Exercise prompt.
The records that follow must be transcribed in full, without any change.

━━━━━━━━━━━━━━━━

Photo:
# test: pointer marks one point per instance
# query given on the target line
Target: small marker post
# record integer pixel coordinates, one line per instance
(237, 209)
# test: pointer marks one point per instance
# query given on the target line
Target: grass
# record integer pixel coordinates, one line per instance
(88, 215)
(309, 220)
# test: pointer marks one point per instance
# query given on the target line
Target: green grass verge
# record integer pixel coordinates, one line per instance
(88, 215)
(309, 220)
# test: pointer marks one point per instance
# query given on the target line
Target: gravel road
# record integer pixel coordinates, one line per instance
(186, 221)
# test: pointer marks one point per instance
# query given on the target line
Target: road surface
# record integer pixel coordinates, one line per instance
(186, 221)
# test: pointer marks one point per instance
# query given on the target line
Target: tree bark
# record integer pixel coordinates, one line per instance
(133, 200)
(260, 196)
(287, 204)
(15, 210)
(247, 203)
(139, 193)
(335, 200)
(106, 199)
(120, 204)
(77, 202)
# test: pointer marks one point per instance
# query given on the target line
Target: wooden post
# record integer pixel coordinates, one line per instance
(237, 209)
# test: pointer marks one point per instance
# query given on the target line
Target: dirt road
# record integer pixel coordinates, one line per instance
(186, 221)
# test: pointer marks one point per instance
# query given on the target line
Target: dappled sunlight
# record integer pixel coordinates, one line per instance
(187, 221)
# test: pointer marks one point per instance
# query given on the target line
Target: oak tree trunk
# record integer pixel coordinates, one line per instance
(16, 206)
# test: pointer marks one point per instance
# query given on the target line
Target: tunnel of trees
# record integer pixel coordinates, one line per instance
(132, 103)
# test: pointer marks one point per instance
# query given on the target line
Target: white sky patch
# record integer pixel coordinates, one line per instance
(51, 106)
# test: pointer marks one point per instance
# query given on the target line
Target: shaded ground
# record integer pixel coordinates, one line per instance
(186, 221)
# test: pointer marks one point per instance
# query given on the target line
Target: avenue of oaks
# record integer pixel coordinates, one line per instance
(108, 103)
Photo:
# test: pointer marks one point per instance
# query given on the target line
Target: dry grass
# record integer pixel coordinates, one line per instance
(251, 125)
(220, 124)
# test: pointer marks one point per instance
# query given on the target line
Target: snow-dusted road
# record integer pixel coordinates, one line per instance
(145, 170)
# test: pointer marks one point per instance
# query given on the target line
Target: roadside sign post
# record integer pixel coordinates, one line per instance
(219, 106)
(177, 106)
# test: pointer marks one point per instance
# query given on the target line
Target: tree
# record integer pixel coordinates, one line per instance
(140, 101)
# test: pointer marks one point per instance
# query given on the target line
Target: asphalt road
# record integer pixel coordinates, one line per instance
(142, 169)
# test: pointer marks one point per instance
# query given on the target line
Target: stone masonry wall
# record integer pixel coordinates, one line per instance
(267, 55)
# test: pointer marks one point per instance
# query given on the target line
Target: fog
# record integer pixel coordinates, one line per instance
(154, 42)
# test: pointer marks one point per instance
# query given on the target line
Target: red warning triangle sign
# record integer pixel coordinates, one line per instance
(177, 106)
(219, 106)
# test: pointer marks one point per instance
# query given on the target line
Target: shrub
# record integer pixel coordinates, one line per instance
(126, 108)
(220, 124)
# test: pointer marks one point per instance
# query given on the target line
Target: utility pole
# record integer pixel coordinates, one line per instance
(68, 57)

━━━━━━━━━━━━━━━━

Solved exercise.
Photo:
# test: pointer marks one point per instance
# query given on the target line
Target: small marker post
# record integer pixel coordinates, one line per instance
(237, 209)
# test: pointer marks one point per instance
# query given on the target line
Target: grass
# record integer pixel coordinates, one line per instance
(88, 215)
(309, 220)
# test: pointer marks one point per instance
# query given on the target line
Target: green grass verge
# record integer pixel coordinates, one line per instance
(88, 215)
(309, 220)
# test: pointer marks one point per instance
# query given on the target line
Target: gravel road
# record integer pixel coordinates, one line per instance
(186, 221)
# test: pointer marks one point per instance
# query given on the target line
Target: road surface
# record integer pixel coordinates, one line per instance
(186, 221)
# test: pointer marks one point per instance
# query given on the target line
Target: tree bark
# record integer pixel coordinates, one line per instance
(133, 200)
(260, 196)
(287, 204)
(15, 210)
(247, 203)
(139, 193)
(335, 200)
(106, 199)
(120, 204)
(77, 202)
# test: pointer marks one point per instance
# query given on the target line
Target: wooden post
# record integer pixel coordinates, one line per instance
(237, 209)
# test: pointer marks one point per instance
# query given on the target line
Target: dirt road
# record integer pixel coordinates, one line per instance
(186, 221)
# test: pointer marks one point per instance
# query given on the target line
Target: dappled sunlight
# record integer pixel coordinates, one line per instance
(187, 221)
# test: pointer marks one point per instance
# query given on the target line
Target: oak tree trunk
# record integer pixel coordinates, one line per instance
(16, 206)
# test: pointer marks one point per instance
# query given on the target line
Target: tunnel of trees
# record integer pixel coordinates, one line per instance
(132, 103)
# test: pointer marks one point per instance
# query given on the target line
Target: white sky patch
# record integer pixel coordinates, one line per instance
(51, 106)
# test: pointer marks one point per instance
# query given on the target line
Target: shaded ground
# record integer pixel coordinates, one line per instance
(186, 221)
# test: pointer marks one point per instance
# query given on the target line
Target: avenue of oaks
# record integer pixel coordinates, one line per instance
(108, 103)
Photo:
# test: pointer marks one point per instance
# query given on the target line
Target: dry grass
# record integer pixel coordinates, one line per instance
(251, 125)
(220, 124)
# test: pointer marks one point per instance
# query given on the target line
Target: snow-dusted road
# record integer pixel coordinates, one line per instance
(145, 170)
# test: pointer marks one point per instance
# query given on the target line
Target: roadside sign post
# record integer pixel coordinates, one line per instance
(219, 106)
(177, 106)
# test: pointer marks one point per instance
# query given on the target line
Target: tree
# record integer pixel coordinates, one line per instance
(140, 101)
# test: pointer marks one point per instance
# query given on the target line
Target: asphalt road
# record integer pixel coordinates, one line per instance
(142, 169)
# test: pointer marks one point per instance
# query given on the target line
Target: stone masonry wall
# record integer pixel coordinates, one line per instance
(267, 55)
# test: pointer marks one point per instance
# query given on the target line
Target: fog
# record integer pixel coordinates, one line per instance
(154, 42)
# test: pointer marks one point per instance
# query given on the target line
Target: red warning triangle sign
# record integer pixel coordinates, one line per instance
(177, 106)
(219, 106)
# test: pointer marks one point per instance
# query given on the target line
Target: shrub
# record integer pixel coordinates, one line per instance
(126, 108)
(220, 124)
# test: pointer marks one point per instance
# query given on the target line
Target: utility pole
# record integer pixel coordinates, one line per instance
(68, 57)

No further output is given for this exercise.